This is a story about a book I found in an alley. It's also got some booze, and dads, and poetry - so grab a chair and let me get you a drink.
I'd gone into the alley to get my hair cut. I've done this before, and you can read about that here or here, but unlike those times, this time they were too busy for me. After chalking my name on the board like I'd done in the past, one of the barbers looked at me, at my name there in white, and said, Nick? You might want to come back in two hours.
Two hours? Who waits two hours for a haircut? Who comes back in two hours for a haircut? Dejected, and not a little irritated, I took a slug of the whiskey that's always waiting there on a high shelf at the Temescal Alley Barbershop - this time they had an expensive bottle of Masterson's 10-Year-Old Straight Rye.
So I shot that and left. Grumpy. Smacking my lips, but grumpy.
But then - surprise! surprise! - I had an impromptu business meeting with Cheri, one of the amazing book reps that we in the Bay Area are so lucky to have. These fellow troopers - aiding us while we fight our good fight, providing guidance and support as we in the trenches tirelessly strive to beat back the amazonian money grubbers - these delightful reps who ceaselessly help us get wonderful books into deserving hands.

■ **LISTED RECORDS**
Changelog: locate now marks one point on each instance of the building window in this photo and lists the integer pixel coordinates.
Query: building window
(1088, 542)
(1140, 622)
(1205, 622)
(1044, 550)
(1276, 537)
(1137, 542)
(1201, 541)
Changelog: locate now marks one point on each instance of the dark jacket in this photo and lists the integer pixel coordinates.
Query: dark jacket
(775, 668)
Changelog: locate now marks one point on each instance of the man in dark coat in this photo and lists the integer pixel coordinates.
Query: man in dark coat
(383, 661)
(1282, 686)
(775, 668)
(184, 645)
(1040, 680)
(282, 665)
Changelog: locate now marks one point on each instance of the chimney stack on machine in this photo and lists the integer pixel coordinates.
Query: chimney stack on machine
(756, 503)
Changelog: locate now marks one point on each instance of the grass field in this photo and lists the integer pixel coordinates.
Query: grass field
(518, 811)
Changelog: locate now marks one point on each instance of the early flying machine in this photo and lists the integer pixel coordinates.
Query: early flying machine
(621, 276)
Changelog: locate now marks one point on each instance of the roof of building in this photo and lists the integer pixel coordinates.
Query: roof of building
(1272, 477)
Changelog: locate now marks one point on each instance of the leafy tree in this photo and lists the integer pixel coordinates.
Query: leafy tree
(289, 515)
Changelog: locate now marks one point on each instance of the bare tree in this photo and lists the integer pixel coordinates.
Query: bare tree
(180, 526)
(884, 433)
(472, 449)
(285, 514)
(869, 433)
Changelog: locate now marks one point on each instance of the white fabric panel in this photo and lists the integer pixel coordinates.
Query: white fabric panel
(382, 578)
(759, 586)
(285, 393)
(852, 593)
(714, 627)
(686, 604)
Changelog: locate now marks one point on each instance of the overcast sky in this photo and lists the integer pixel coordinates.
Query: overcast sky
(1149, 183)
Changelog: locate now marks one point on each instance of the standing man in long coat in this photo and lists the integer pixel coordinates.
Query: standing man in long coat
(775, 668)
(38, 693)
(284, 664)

■ **GOALS**
1. In the story about the alley barbershop, what whiskey was on the high shelf this time?
2. Using the story about the alley barbershop, explain why the narrator left without getting a haircut.
3. In the story about the alley barbershop, rewrite the passage starting with "This is a story" and going on through "lips, but grumpy.", putting "bourbon" in place of "whiskey".

■ **SOLUTIONS BELOW**
1. An expensive bottle of Masterson's 10-Year-Old Straight Rye.

2. The barbershop was too busy. After he chalked his name on the board, a barber told him he might want to come back in two hours, so he took a drink of the whiskey and left, grumpy.

3.
This is a story about a book I found in an alley. It's also got some booze, and dads, and poetry - so grab a chair and let me get you a drink.
I'd gone into the alley to get my hair cut. I've done this before, and you can read about that here or here, but unlike those times, this time they were too busy for me. After chalking my name on the board like I'd done in the past, one of the barbers looked at me, at my name there in white, and said, Nick? You might want to come back in two hours.
Two hours? Who waits two hours for a haircut? Who comes back in two hours for a haircut? Dejected, and not a little irritated, I took a slug of the bourbon that's always waiting there on a high shelf at the Temescal Alley Barbershop - this time they had an expensive bottle of Masterson's 10-Year-Old Straight Rye.
So I shot that and left. Grumpy. Smacking my lips, but grumpy.